Excerpt to read:
++++++++
Housing experts say it’s difficult for many minorities to find affordable housing in Des Moines. One reason for that is a past practice that affected who could get housing loans.

Affordable housing in Des Moines is difficult to find, according to panelists at an affordable housing discussion held by the Iowa Commission of Latino Affairs. The speakers talked about housing options, or the lack thereof, for minority communities.

Kendyl Larson, the director of research and planning at the Polk County Housing Trust Fund, said one reason it’s so hard for minorities to find housing is because of the past practice of redlining, which is a discriminatory practice to refuse or limit housing loans within specific geographical areas.

“That’s a big racist housing policy from our past, from a federal level. And I mean the impact that it’s had on our communities of color are significant and you can see the legacy of those impacts today,” Larson said.

She said even today, African Americans in Polk County are almost 25 percent more likely to be denied when they apply for home loans.

Julie Winter, the planning director for Region 6 Resource Partners, followed up Larson's point with an affordable housing issue in rural areas. Region 6 Resource Partners is an association of local governments in Hardin, Marshall, Poweshiek and Tama counties.
++++++++
Requirements:
• 1. Please quote the excerpt on Des Moines housing from "Affordable housing in Des Moines is" to "for minority communities.".
• 2. Summarize the excerpt on Des Moines housing in two sentences.

Source excerpt:
++++++++
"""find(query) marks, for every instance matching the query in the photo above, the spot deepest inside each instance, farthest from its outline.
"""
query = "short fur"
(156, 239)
++++++++
Answers for the exercise:
• 1.
Affordable housing in Des Moines is difficult to find, according to panelists at an affordable housing discussion held by the Iowa Commission of Latino Affairs. The speakers talked about housing options, or the lack thereof, for minority communities.

• 2. At an affordable housing discussion held by the Iowa Commission of Latino Affairs, panelists said affordable housing in Des Moines is difficult to find, especially for minority communities. Kendyl Larson of the Polk County Housing Trust Fund linked this to the past practice of redlining, and Julie Winter of Region 6 Resource Partners then raised an affordable housing issue in rural areas.